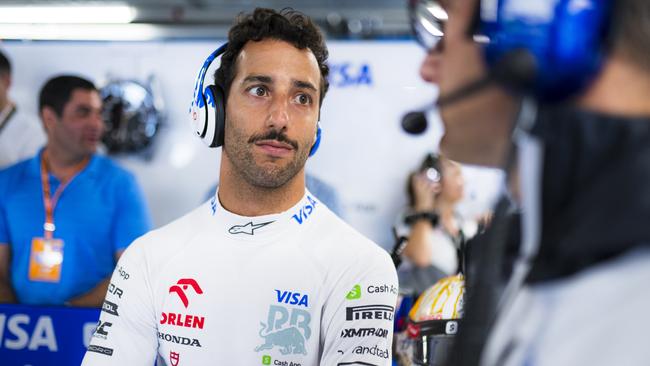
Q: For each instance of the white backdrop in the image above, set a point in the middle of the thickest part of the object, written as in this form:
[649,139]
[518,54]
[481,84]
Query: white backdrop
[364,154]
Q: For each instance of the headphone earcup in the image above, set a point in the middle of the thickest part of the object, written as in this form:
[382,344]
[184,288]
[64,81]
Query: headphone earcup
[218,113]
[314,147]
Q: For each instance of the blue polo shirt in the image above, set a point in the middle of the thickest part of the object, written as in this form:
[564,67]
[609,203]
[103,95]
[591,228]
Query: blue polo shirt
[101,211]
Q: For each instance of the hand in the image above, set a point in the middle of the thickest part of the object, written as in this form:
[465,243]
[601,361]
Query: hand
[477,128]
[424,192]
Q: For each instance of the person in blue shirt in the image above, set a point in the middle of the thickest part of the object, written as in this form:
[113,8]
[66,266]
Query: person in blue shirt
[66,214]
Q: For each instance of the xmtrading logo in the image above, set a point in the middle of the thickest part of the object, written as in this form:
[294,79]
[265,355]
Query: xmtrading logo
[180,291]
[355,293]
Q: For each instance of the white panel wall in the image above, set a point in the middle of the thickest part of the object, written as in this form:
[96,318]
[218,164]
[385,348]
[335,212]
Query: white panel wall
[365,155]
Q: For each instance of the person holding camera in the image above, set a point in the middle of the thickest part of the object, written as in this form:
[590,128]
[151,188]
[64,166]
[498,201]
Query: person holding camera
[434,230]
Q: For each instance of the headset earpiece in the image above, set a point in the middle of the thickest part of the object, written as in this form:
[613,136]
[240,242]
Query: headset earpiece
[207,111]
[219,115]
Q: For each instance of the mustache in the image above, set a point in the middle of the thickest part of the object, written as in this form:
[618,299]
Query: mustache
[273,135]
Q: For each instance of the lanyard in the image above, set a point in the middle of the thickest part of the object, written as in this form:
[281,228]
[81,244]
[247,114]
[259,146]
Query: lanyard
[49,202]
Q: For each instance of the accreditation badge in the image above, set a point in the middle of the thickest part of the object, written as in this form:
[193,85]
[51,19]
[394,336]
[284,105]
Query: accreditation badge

...

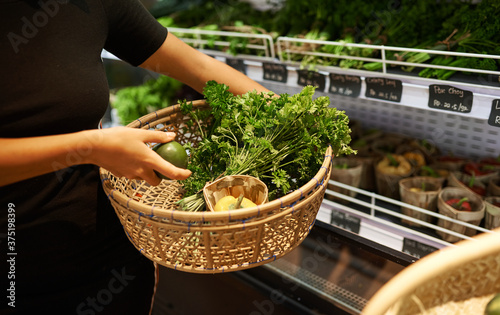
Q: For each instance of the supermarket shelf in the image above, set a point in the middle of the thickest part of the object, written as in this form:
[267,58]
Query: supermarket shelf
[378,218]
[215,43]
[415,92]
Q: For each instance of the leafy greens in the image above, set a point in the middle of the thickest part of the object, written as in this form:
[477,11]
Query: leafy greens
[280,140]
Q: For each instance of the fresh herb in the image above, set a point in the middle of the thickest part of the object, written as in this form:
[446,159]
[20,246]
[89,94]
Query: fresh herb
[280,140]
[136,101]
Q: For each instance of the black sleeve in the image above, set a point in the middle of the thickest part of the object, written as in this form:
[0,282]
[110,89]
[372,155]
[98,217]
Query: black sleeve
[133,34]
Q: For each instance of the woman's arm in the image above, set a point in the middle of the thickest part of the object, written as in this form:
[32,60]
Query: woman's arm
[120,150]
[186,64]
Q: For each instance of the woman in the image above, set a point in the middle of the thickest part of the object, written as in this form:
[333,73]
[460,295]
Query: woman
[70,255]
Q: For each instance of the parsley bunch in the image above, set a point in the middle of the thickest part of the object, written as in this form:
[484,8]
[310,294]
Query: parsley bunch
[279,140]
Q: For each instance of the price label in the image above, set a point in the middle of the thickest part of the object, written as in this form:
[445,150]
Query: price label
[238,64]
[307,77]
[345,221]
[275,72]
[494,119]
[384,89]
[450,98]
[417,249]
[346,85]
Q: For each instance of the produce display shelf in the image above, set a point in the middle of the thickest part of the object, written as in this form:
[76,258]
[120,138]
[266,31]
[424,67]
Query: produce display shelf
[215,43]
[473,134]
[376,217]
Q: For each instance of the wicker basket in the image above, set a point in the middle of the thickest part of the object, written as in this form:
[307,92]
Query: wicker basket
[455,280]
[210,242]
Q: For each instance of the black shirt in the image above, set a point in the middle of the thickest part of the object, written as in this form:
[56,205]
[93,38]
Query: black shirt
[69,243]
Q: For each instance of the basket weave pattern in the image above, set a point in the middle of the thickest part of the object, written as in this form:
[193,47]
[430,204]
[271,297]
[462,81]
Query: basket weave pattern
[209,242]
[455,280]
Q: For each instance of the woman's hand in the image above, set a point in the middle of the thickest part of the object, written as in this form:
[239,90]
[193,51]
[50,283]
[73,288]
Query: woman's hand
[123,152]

* * *

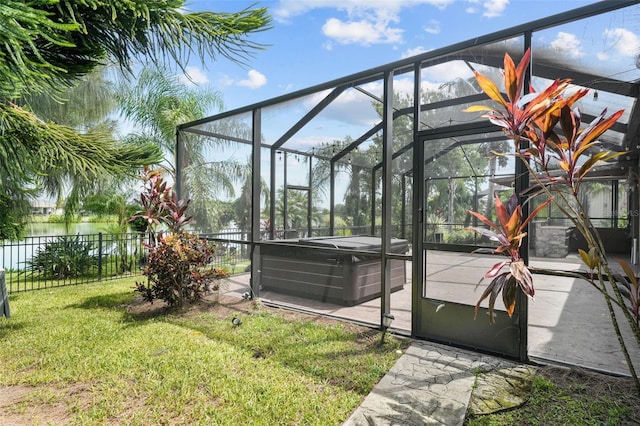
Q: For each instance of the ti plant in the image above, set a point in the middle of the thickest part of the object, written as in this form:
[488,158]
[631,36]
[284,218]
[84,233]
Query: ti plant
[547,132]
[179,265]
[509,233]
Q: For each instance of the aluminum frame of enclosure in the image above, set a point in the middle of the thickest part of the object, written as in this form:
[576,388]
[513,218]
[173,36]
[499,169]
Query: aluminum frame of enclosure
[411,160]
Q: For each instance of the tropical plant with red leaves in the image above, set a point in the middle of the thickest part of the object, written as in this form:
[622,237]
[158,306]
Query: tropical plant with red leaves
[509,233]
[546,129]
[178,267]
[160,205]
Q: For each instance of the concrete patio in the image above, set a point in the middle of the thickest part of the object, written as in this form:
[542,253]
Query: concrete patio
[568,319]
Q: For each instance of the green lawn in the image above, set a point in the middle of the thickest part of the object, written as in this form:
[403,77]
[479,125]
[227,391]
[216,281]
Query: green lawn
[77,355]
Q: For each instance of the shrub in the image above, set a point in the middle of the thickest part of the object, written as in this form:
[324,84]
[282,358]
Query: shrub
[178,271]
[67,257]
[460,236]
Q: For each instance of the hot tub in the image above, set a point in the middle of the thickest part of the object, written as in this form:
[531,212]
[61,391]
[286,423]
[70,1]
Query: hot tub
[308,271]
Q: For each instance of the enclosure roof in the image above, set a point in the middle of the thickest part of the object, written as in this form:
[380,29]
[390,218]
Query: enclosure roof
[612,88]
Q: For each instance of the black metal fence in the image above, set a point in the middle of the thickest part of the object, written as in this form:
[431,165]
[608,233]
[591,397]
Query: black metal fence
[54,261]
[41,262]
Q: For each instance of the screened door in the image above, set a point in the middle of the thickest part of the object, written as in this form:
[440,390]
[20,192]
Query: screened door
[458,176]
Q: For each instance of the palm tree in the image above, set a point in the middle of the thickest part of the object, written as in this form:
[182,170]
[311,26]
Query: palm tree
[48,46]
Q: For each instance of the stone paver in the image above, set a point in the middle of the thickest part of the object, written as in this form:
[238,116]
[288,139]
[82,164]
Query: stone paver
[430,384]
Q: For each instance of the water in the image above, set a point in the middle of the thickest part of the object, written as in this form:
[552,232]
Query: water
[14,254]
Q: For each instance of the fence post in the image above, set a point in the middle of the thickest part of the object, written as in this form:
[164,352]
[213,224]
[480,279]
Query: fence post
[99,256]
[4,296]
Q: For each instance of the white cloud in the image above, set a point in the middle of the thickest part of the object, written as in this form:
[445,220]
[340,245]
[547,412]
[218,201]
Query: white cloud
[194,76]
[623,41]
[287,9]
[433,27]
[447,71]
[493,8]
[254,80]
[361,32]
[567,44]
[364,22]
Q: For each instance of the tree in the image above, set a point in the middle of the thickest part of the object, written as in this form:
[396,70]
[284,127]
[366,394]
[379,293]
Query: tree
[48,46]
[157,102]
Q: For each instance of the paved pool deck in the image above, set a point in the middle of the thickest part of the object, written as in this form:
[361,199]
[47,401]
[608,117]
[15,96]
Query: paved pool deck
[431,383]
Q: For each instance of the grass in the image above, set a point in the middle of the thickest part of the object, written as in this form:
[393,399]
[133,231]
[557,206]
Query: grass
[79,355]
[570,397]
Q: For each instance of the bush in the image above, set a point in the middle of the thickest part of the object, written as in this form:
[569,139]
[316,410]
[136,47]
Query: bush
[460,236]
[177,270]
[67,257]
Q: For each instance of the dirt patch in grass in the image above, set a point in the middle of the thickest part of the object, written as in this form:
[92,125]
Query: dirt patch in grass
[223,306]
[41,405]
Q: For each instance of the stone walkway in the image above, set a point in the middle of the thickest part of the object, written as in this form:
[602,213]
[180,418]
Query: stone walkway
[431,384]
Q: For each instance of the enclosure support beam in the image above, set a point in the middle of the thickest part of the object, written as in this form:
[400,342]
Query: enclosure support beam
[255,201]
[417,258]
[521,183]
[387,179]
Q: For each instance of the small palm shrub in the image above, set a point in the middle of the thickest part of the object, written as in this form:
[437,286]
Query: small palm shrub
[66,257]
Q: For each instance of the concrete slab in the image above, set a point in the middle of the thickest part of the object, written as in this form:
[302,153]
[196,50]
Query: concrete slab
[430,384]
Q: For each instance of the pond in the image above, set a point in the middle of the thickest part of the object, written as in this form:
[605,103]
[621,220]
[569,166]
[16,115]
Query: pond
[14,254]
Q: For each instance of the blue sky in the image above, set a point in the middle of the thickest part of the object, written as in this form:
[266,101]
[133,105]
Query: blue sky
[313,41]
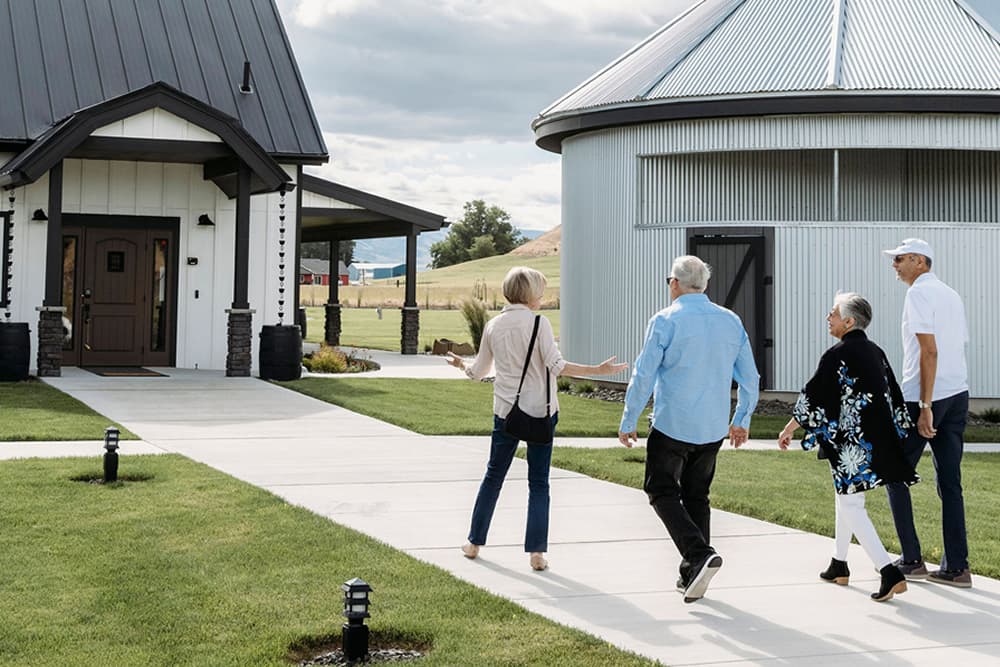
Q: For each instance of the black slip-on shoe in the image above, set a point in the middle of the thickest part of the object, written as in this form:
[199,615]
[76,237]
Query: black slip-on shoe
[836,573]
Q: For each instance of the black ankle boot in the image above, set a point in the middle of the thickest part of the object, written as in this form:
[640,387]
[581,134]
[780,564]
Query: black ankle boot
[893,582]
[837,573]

WHAT THE TASK REQUIRES: Which lines of the records above hold the word "badge"? Copy each one out.

ANSWER SECTION:
Q: For each instance of the accreditation badge in the image above, set a point in the middle of the thickest part of the object, written as in this form:
Query: accreditation badge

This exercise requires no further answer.